Segmentation mask data:
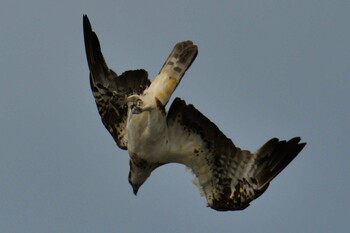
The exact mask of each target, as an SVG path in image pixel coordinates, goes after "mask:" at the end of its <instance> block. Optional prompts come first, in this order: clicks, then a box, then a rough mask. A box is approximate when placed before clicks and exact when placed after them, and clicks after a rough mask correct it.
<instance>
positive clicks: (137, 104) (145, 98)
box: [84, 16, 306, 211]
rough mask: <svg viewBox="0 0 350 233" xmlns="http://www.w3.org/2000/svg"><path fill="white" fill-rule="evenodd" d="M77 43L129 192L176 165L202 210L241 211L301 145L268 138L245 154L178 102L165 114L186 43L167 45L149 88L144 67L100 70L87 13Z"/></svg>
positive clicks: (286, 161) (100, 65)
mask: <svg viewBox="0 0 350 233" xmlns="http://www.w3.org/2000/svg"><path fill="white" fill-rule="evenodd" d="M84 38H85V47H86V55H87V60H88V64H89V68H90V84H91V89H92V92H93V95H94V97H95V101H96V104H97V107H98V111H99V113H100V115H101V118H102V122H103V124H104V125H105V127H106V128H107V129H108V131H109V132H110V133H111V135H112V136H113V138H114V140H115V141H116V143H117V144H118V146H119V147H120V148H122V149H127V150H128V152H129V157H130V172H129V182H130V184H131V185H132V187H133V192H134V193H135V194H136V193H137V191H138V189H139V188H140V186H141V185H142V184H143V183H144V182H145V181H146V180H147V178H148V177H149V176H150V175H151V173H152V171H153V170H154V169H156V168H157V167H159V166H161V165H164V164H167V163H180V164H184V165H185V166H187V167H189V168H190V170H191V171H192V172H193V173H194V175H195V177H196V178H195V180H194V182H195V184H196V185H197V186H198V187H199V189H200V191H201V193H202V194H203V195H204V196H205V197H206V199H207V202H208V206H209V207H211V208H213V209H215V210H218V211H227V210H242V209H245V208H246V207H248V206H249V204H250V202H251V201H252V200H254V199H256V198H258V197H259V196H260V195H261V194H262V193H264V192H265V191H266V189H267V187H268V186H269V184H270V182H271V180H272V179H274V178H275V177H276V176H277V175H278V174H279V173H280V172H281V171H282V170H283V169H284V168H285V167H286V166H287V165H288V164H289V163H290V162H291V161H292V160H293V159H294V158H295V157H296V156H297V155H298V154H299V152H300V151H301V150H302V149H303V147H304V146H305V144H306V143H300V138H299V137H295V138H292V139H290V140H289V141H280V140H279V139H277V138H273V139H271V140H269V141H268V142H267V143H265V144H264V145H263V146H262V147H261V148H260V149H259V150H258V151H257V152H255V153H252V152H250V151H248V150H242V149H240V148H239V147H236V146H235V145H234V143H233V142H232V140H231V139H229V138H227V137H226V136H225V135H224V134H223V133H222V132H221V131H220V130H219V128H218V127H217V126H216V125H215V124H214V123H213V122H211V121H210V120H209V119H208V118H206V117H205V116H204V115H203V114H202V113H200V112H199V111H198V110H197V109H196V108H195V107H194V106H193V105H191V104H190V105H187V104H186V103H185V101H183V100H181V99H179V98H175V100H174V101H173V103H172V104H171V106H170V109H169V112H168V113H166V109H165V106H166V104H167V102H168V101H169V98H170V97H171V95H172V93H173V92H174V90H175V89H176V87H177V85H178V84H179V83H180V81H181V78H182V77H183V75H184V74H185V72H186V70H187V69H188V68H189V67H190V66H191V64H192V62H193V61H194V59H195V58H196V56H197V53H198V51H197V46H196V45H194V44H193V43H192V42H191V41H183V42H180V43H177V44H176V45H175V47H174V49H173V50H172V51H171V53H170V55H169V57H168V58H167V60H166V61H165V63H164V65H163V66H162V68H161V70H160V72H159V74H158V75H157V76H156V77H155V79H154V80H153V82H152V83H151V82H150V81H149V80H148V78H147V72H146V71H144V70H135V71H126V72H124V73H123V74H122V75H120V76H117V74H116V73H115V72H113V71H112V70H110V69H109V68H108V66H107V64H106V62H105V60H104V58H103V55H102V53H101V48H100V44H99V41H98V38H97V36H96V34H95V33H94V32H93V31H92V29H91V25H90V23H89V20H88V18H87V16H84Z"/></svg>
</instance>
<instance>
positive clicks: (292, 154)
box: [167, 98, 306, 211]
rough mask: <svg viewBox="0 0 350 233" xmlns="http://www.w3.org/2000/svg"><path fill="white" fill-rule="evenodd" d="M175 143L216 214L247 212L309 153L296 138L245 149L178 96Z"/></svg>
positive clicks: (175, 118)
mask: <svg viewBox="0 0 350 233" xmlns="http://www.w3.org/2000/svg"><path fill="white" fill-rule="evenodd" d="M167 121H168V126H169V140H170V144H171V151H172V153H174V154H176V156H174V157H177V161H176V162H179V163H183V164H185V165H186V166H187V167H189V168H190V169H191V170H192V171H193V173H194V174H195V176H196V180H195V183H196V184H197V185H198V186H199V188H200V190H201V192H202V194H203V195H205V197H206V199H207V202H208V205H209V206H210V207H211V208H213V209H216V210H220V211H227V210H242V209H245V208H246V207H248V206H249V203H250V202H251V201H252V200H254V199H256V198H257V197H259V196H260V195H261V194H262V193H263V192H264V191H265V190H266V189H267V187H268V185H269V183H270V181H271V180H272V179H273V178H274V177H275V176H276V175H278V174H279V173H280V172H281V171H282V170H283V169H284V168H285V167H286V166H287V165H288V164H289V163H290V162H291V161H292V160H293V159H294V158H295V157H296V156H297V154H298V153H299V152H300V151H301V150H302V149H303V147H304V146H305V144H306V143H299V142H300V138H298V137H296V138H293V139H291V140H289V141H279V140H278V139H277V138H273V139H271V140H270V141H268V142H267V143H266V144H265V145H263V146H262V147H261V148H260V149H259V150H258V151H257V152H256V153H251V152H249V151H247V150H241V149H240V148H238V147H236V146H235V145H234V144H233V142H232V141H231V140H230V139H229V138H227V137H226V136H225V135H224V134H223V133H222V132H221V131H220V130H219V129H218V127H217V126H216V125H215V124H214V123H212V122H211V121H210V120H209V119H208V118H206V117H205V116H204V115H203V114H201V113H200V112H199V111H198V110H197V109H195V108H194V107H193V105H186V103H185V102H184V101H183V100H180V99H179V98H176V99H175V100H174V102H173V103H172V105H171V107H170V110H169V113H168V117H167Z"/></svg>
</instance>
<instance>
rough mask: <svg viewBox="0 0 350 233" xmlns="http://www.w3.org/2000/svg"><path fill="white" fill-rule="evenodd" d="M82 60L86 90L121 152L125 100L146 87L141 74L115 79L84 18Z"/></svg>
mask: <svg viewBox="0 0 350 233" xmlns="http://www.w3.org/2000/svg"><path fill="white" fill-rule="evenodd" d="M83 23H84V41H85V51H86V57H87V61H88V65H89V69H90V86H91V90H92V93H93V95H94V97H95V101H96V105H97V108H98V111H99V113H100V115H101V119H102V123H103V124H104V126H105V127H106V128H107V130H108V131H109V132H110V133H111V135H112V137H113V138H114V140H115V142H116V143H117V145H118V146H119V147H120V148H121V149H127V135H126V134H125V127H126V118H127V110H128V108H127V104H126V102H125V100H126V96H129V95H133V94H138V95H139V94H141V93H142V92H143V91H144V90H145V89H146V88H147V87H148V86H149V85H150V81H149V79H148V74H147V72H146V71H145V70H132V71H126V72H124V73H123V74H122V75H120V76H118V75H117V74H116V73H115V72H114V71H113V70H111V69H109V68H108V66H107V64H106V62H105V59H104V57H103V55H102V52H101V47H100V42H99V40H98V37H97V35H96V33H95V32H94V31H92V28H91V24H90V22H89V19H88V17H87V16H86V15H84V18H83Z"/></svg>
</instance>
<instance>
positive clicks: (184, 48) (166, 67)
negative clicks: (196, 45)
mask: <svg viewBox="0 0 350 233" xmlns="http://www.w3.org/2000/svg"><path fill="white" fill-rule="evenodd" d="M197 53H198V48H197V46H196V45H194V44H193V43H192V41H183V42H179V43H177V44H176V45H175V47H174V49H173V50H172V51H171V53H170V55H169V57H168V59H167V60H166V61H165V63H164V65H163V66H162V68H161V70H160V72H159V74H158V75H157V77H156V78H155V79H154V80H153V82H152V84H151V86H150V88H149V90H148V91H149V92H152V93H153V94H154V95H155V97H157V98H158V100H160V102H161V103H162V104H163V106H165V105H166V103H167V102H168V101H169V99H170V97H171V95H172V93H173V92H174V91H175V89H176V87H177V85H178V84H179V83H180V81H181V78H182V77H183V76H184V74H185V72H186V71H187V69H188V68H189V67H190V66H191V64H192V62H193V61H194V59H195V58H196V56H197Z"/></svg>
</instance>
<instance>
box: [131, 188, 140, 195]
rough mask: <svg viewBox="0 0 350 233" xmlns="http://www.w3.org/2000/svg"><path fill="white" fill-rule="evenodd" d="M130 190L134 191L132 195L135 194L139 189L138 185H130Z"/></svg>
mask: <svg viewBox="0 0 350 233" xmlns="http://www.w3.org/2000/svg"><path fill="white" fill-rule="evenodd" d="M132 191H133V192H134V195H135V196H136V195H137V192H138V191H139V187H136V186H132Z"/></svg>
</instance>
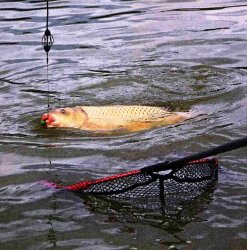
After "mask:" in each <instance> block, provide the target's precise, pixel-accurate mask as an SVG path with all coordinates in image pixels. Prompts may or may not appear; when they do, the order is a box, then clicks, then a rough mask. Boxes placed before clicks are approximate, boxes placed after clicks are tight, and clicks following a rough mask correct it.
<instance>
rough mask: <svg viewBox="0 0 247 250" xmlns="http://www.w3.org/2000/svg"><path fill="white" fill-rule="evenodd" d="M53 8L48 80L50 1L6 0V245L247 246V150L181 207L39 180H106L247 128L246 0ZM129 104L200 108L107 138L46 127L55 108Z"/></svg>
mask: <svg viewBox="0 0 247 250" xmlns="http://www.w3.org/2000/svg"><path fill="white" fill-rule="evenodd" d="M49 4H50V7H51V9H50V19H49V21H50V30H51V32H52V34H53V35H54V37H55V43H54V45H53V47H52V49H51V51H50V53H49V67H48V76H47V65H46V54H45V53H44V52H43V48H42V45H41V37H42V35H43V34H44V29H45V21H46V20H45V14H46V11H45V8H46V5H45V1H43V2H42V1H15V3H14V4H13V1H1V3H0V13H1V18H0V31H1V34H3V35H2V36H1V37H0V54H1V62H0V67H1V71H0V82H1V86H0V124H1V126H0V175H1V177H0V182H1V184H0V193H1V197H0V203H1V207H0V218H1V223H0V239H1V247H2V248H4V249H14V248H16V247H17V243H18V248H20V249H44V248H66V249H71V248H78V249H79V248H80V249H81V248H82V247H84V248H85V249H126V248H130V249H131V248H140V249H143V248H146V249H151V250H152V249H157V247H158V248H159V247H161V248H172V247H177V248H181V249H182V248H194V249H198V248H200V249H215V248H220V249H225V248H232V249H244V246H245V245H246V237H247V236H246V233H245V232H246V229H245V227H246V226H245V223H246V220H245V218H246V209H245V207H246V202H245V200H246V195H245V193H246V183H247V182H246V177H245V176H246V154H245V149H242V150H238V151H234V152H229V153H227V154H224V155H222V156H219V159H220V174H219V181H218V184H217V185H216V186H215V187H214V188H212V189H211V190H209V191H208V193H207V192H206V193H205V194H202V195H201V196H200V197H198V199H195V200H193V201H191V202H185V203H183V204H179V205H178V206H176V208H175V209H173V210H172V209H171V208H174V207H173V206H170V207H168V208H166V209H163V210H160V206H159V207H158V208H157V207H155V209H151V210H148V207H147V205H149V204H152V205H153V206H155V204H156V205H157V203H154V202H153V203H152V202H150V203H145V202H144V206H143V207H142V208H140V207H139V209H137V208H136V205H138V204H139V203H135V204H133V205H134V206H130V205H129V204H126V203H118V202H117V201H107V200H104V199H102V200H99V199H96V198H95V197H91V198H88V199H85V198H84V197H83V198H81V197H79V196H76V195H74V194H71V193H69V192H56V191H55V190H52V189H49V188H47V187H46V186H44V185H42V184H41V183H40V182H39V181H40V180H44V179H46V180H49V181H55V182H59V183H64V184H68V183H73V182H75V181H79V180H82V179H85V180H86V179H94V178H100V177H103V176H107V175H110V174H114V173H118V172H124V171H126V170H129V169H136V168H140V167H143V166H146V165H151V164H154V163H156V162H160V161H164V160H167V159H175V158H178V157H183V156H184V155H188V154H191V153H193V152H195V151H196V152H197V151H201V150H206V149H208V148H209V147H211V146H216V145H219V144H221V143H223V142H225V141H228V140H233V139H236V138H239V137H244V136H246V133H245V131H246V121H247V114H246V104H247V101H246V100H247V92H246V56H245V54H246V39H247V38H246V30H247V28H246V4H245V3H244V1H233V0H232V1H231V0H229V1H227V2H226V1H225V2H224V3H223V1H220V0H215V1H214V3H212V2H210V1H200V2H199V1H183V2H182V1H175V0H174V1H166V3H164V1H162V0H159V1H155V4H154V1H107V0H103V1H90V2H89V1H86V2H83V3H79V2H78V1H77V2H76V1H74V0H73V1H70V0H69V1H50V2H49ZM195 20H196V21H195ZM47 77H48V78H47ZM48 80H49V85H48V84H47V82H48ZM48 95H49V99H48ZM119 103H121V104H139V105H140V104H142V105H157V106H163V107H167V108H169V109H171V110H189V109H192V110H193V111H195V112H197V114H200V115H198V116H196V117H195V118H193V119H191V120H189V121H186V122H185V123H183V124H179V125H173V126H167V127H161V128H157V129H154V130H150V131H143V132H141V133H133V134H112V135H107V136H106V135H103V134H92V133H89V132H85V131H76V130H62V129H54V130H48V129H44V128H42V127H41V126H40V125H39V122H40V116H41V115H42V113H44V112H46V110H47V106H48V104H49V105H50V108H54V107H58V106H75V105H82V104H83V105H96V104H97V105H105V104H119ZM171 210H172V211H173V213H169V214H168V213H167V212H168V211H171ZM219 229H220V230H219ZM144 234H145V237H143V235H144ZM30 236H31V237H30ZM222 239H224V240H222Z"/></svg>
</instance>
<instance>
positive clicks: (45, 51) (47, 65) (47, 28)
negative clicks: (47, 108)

**THE PROBLEM**
Nothing but the lines from the one holding "positive clicks: (45, 51) (47, 65) (47, 28)" through the last line of the data may be output, and each must match exactly.

**OUTPUT**
positive clicks: (45, 51) (47, 65) (47, 28)
negative clicks: (47, 108)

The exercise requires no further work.